▶ Work instructions
Write out the data below in full, unchanged, minus the images.

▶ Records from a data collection

┄┄┄┄┄┄┄┄┄┄┄┄┄┄┄┄┄┄┄┄

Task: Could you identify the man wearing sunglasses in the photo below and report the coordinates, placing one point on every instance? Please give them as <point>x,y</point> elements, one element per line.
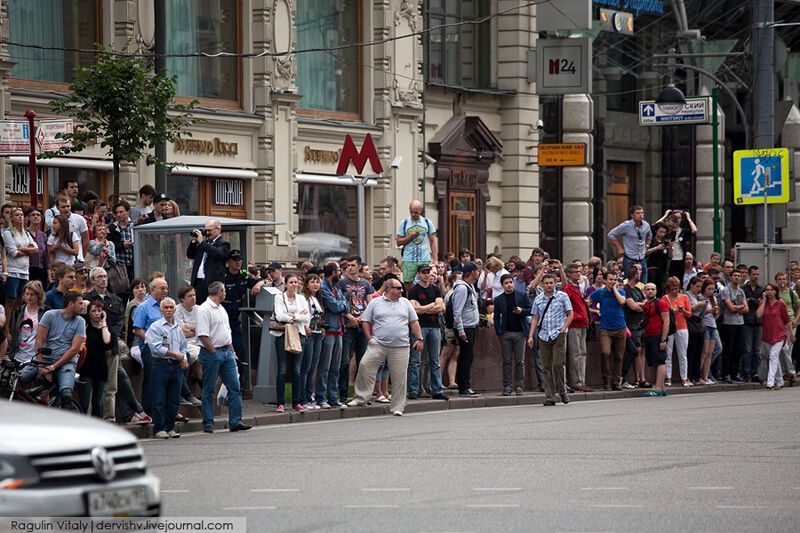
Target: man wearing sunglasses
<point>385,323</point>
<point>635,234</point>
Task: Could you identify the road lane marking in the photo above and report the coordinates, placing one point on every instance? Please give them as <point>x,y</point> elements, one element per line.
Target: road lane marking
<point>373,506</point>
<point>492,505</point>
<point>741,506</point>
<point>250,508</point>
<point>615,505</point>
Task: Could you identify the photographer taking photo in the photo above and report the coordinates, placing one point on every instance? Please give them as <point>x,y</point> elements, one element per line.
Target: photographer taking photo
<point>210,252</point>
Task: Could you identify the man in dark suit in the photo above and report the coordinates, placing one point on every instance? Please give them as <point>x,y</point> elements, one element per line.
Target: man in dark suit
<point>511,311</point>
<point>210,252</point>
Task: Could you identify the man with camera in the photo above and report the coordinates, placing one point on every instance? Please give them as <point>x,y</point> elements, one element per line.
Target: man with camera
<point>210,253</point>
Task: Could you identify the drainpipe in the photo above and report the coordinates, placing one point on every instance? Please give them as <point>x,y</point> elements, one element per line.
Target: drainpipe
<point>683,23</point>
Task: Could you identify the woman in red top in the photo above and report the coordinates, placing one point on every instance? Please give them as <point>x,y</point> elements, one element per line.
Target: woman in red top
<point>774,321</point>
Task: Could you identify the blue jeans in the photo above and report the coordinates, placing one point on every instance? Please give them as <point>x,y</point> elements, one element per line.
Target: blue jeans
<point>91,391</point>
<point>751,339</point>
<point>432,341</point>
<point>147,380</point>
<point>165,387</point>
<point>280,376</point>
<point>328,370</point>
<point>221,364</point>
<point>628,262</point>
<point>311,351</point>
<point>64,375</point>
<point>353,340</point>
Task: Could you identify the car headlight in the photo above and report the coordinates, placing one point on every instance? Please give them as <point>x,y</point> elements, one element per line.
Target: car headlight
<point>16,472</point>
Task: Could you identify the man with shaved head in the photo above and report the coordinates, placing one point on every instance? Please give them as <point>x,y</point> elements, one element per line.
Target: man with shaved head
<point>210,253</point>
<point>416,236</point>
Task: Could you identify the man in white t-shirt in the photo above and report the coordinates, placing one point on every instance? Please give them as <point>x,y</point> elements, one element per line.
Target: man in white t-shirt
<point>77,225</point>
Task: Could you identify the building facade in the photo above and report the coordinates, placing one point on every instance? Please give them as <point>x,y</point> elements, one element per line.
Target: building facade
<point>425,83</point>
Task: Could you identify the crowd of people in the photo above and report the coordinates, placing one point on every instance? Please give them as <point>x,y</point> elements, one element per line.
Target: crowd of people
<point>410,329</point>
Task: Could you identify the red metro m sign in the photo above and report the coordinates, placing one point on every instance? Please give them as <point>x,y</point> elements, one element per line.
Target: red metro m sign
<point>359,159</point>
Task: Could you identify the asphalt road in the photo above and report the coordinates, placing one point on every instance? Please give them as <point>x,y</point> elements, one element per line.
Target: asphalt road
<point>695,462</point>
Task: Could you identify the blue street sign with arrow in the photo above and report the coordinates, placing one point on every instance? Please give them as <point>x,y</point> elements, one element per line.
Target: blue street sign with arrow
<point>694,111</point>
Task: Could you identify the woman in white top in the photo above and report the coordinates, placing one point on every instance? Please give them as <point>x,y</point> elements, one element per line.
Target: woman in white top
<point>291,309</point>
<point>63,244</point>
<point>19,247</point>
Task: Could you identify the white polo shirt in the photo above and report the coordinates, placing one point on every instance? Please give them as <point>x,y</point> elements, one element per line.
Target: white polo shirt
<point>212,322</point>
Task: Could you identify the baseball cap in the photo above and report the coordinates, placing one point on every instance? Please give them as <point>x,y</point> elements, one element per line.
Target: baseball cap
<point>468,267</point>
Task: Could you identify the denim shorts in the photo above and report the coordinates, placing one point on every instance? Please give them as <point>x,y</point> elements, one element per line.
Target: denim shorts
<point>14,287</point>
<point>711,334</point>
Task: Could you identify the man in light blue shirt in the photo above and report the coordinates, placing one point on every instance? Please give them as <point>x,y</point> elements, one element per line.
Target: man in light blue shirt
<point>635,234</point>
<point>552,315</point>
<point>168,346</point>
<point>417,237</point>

┄┄┄┄┄┄┄┄┄┄┄┄┄┄┄┄┄┄┄┄

▶ Response to this exercise
Task: Could you identify the man wearing sunglasses in the photo below and report the coordinates, placing one point on every instance? Please give them as <point>x,y</point> elements, one element per line.
Target: man wearing sunglasses
<point>385,323</point>
<point>635,234</point>
Task: Could you identify the road lane marking in the photo above and report the coordinates, placing one point on every instance? Please give them as <point>x,y</point> elements, one element per line.
Target: road lane marking
<point>373,506</point>
<point>492,505</point>
<point>741,506</point>
<point>250,508</point>
<point>615,505</point>
Task: Could you identify the photographer taking photo in the photo above and report the coordinates, placing one point on every instance? Please give them as <point>x,y</point> elements, one element per line.
Target: photographer taking photo
<point>210,252</point>
Task: Could you identify the man in dark suit in the photo above and report the coordinates, placing one point on every instance? Please give them as <point>x,y</point> elements, one element per line.
Target: man in dark suit
<point>511,311</point>
<point>210,252</point>
Task: Could you identify the man with camera in the photo above and report the coordinates, placing one point on every instance? Please give them as <point>x,y</point> elements, one element per line.
Target: man with camera
<point>210,253</point>
Task: Could you identify the drainpipe in the photo above and report the coordinates, placing one point on every instance? Please give them as <point>x,y</point> elements, one element per line.
Target: drainpipe
<point>683,23</point>
Task: Could you identify the woman in red top in the photo above and report the coordinates, placing one point on every instance? Please give them as <point>x,y</point> elements, one element per line.
Target: woman in red top
<point>774,321</point>
Task: Could you identify the blue jeans in the photo above and report the coordinates, placing one point on every instance? Please give them as <point>x,y</point> elements, one element per line.
Target: blue jeans
<point>91,391</point>
<point>751,339</point>
<point>432,341</point>
<point>147,380</point>
<point>165,387</point>
<point>280,376</point>
<point>328,370</point>
<point>221,364</point>
<point>628,262</point>
<point>311,351</point>
<point>64,375</point>
<point>353,340</point>
Task: Could you identify the car headlight in the photo above and report the coordinates, placing one point on every instance? Please give them as <point>x,y</point> elements, one element per line.
Target: car headlight
<point>16,472</point>
Task: Could you identify the man with shaved head in the photo above and report the coordinates, placing one point on every instance? Please give them as <point>x,y</point> elements, one element per line.
Target: man with shaved head
<point>210,253</point>
<point>416,236</point>
Task: Could you identify the man in white t-shirt in the photo above and report the coordinates, placing one point on every instance? Please give them as <point>x,y</point> elements, one element per line.
Target: man in white t-shirt
<point>77,225</point>
Task: Could you identify the building facade in the photo above and report the coordinates, placing one point on every instance? Please give them as <point>x,y</point> elements, one element per line.
Target: building facade
<point>425,83</point>
Task: Could you identify the crowd of people in the photo above and report the coordinates, placing one point on every instance? Please give them as <point>x,y</point> elements, one element per line.
Target: crowd of people
<point>410,329</point>
Task: Could you identify the red metro m sign in the photo above and report the coordinates, placing one point on every instance? Please give them as <point>x,y</point> elements, one element per line.
Target: red metro m sign
<point>359,159</point>
Task: Could you identify the asphalt road in the photo above and report the coordinates, placing one point on every instance? Please give them as <point>x,y</point> elements, one element per line.
Target: asphalt road
<point>695,462</point>
Task: Could you identify the blue street sign with arrow in the photo above and report the coordinates, placing one point on every instance? Please give them as <point>x,y</point> elements, one element per line.
Target: blue street sign with arrow
<point>694,111</point>
Task: Could you identify the woman in white top in the photo above and report the coordinates, placing one point on every instance? Please give them as <point>x,y</point> elements, one element per line.
Target: woman in white top
<point>291,309</point>
<point>63,244</point>
<point>19,247</point>
Task: Could you identify the white polo shirt in the photo above and report the coordinates, placing one point on every instance? Please give them as <point>x,y</point> elements, one element per line.
Target: white polo shirt
<point>212,322</point>
Task: Could you identify the baseball cap in the photo above and report the coordinates, placing one point on every instance? Please give them as <point>x,y</point> elements, one element per line.
Target: baseball cap
<point>468,267</point>
Task: Could you identify the denim shorts in the photo above and report the coordinates, placing one point on every instance? Please give them as <point>x,y</point> elements, one element per line.
Target: denim shorts
<point>14,287</point>
<point>711,334</point>
Task: Could you identify the man in light blue shirt in the photo above and report the coordinates, placing one point on every instance? Please give them as <point>x,y</point> elements, one element per line.
Target: man in light blue shirt
<point>635,234</point>
<point>552,315</point>
<point>168,346</point>
<point>417,237</point>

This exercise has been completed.